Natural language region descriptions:
******
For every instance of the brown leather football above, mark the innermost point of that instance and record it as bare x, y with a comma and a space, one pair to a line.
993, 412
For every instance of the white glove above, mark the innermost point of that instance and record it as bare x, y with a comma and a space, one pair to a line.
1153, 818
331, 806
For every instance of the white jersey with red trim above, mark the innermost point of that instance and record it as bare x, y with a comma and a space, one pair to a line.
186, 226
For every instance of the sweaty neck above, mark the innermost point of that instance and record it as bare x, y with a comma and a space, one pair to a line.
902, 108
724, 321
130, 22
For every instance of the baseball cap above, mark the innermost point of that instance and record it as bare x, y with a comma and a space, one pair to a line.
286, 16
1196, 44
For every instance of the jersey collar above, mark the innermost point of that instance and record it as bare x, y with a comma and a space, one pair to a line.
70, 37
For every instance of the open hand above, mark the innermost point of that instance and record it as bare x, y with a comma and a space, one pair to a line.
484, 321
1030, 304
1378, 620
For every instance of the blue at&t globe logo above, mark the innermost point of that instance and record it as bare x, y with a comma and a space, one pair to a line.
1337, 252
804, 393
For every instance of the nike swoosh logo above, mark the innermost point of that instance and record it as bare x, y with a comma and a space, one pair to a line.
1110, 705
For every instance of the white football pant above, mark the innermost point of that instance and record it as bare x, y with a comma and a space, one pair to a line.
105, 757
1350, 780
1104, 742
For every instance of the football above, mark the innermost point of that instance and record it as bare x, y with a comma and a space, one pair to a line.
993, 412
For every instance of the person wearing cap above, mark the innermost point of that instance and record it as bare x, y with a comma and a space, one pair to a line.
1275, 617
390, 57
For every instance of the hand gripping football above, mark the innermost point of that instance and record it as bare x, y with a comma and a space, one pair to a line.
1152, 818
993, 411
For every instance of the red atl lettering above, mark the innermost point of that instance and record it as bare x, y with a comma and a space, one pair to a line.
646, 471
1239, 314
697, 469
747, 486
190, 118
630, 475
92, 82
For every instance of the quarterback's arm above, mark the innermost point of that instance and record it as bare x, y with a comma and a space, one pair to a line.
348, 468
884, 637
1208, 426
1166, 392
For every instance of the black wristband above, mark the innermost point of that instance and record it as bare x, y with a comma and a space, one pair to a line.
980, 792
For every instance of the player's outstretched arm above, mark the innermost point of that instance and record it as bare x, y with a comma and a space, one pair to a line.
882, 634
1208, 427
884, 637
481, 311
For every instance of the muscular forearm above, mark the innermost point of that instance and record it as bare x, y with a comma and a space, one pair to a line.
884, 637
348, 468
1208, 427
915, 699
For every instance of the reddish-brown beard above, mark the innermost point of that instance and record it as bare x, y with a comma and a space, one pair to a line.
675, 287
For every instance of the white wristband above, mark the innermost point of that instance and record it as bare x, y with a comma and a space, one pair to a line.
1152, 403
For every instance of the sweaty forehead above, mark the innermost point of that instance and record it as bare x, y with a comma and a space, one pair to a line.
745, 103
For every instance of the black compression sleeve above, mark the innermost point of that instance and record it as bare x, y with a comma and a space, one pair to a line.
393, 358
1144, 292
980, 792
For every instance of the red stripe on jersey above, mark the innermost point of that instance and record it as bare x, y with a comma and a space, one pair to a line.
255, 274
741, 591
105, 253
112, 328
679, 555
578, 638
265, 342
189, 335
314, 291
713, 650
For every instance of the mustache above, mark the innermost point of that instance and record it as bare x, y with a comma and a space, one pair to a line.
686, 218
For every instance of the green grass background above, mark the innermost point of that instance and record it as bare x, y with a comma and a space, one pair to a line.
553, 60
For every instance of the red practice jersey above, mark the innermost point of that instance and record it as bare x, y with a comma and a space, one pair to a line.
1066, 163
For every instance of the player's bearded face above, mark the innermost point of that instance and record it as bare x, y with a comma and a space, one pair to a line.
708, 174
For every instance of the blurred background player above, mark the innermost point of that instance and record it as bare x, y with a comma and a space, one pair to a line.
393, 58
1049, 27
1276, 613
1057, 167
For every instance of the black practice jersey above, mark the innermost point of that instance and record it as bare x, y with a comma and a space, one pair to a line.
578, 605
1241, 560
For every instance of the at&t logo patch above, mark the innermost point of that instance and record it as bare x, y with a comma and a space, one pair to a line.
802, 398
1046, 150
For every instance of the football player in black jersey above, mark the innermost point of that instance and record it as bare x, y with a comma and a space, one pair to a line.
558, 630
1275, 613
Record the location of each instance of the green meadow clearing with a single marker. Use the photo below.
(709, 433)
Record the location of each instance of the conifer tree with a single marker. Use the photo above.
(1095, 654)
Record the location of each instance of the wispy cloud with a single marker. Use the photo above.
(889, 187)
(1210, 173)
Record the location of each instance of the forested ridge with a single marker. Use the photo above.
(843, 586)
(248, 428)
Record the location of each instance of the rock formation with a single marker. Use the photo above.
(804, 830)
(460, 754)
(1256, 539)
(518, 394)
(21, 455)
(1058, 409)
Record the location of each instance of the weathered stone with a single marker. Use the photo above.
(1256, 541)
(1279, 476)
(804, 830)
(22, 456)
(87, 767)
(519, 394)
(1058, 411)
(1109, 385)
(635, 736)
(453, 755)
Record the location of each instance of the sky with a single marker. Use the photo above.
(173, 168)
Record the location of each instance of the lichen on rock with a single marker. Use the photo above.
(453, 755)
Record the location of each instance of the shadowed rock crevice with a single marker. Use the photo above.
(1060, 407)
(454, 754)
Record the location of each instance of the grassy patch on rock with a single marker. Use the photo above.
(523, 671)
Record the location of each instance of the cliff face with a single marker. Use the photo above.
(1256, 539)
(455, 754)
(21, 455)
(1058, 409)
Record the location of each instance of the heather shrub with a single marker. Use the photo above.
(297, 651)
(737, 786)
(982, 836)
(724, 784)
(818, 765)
******
**Aim of the task**: Please restate every record shown above, word for word.

**Solution**:
For every instance of the brown leather football above, mark the innermost point of that instance and record it as bare x, y with a comma and a space, one pair to a line.
993, 412
For every instance of the white glove above, mark the innermost point of that instance and record it as bare x, y with a comma and a space, one pair to a line.
1153, 818
331, 806
For every instance of the white jersey with red trim above, mark the innermost point of that instance and record it as bare x, y with a comma and a space, one pair to a line.
186, 226
For every instance of the sweaty neck above, mark the innermost point of that instance and record it as bare x, y with a comma and a space, one pair to a line.
902, 108
724, 321
130, 22
For every instance of the baseball cap above, mark the innermost point of that instance and record it as bare x, y with a comma and a space, one pair to a line.
286, 16
1196, 44
For every instance of the jersey collar above, mark the innermost point of that instance and record it as bare x, y with a comma and a space, one pair to a line.
70, 37
For every instance of the open hand above, mark the innermost point of that instance and record it as bare x, y with a comma and a space, one pair to a line.
484, 321
1030, 304
1378, 620
For every instance of the blue at&t globe logo above, mark the innermost point of that instance and record it as bare x, y with a comma and a space, one pair to a line.
1337, 252
804, 393
For every instance of the nike swoosh logo above, mark the innermost point of that instance and record it as bare x, y with a comma and a space, one pair to a line.
1110, 705
For every instance of the white football pant above, mark the innermost point of that instance and record it as bare x, y with a comma and a space, one pair to a line.
105, 757
1350, 780
1104, 742
For every instance of the football above, mark the innermost point of that instance and record it as bare x, y with a comma and a space, one pair to a line.
993, 412
For every instance of the person wearing cap above, mark the innermost point of that instance and record it as bare x, y with a comma and a space, one pair to a line.
1275, 617
390, 57
For every instance of the hand gripping football above, mark the innermost point of that instance and record it as bare x, y with a comma and a space, one pair to a line.
1152, 818
993, 411
For every instance of the red atl lettering above, mark the innermost point of that instance and record it as bare x, y with a comma and a space, one pair to a line.
646, 471
1239, 314
697, 469
747, 486
190, 118
630, 475
92, 82
For every instance of the quarterback's arm above, mark the innermost point of that instance and record it as bare x, y with a comma and a space, one pair to a line.
348, 468
884, 637
1208, 426
1166, 392
For every instance of the black wristband above, mark the innermost point of that instance and record it as bare x, y with a comma and a space, one pair to a line.
980, 792
For every instance of the player's outstretched arm above, mark the innermost point of that instance and record it as bare x, y with a comma and a space, one pair to a line.
882, 634
1208, 427
884, 637
481, 311
For every instance of the muscular forearm above, mark the innermost point of that instance and record it as bare x, y with a comma and a space, one pair to a line.
884, 637
348, 468
1208, 427
915, 699
For every instance of the reddish-brown beard above, mark the innermost point of that instance and record it as bare x, y with a comma and a space, one pair to a line.
675, 287
For every instance of the white wristband above, mark the innermost point of that instance and record it as bare x, y with a comma and a space, one pair to a line.
1152, 403
For every instance of the sweaty forehead above, mark the innermost point of that instance and record it as bare x, y with a comma and a space, one pair to a line.
745, 103
For every instance of the black compression sleeve above, mark the innermost point of that instance and record it as bare x, y with a comma and a space, one pair to a line.
393, 358
1144, 292
980, 792
For every instance of the red stripe on jersey above, mark the innermost point of that instance and record it as bare x, y with a comma and a space, one pair to a line.
255, 274
741, 591
105, 253
112, 328
679, 555
578, 638
265, 342
189, 335
314, 291
713, 650
For every instance of the mustache above, mark the innermost point of that instance and record it as bare x, y with a comma and a space, one pair to a line.
686, 218
For every instance of the green grass background above, mark the innermost point of that instance and record it as bare x, y with a comma and a space, one pair to a line.
553, 60
For every instance of the red practice jersey above, mark the innermost point of that instance and record it as bare x, y with a comma and a space, one pair to a line.
1066, 163
For every instance of the player's bearded face above, mark the innermost point of that instance and record it as bare x, y with a comma and a space, one pair to a line.
708, 174
For every instance of the blurred background player above, mark the innermost point of that instance and record it as bare x, y with a comma and a space, one pair to a line.
393, 58
1049, 27
1276, 613
1057, 167
For every instance of the black practice jersey above, mark the innermost point of that instance and record it as bare x, y with a comma and a space, one pair to a line.
578, 605
1241, 560
For every instance of the at&t logo patch above, mark the innermost point of that instance and record it as bare x, y with a comma and a space, one pair to a line.
802, 398
1046, 150
For every instance of the football player in black jersey above, mark the innermost point of that instance and record it as bare x, y with a comma and a space, one pair to a line.
558, 630
1275, 613
Record the location of each instance of the green meadow clearing with a single marker. Use the photo below.
(709, 433)
Record the location of each instance of the conifer tree with a single marker. Use the photo above.
(1095, 654)
Record the location of each instance of the wispy cloud with a single marker. Use the photo above.
(889, 187)
(1210, 173)
Record the location of each instance of the forested ridge with a single marker. Use the photo above.
(843, 586)
(248, 428)
Record the location of each instance of the rock formation with a single marker. Use the photo above.
(804, 830)
(460, 754)
(1256, 539)
(518, 394)
(21, 455)
(1058, 409)
Record the location of each instance of the weathered stone with a single marker. Use the photo above.
(1256, 541)
(1279, 476)
(804, 830)
(22, 456)
(87, 767)
(519, 394)
(1058, 411)
(1109, 385)
(635, 736)
(453, 755)
Record the location of each instance of the sky with a single marker. Use the photo above.
(173, 168)
Record the location of each instance of the lichen on rock with a single marker. Use the photo above.
(453, 755)
Record the location of each instance of the shadowed rock crevice with a single marker. Use the photo above.
(1060, 407)
(454, 754)
Record the location of each instance of the grassy patch on rock with a single marker. Use the photo above.
(523, 671)
Record the location of each instance of the cliff face with a single marker. Use the photo above.
(1256, 539)
(455, 754)
(21, 455)
(1058, 409)
Record the location of each instance of the heather shrub with a single marker. Use the photo above.
(297, 651)
(737, 786)
(982, 836)
(724, 784)
(818, 765)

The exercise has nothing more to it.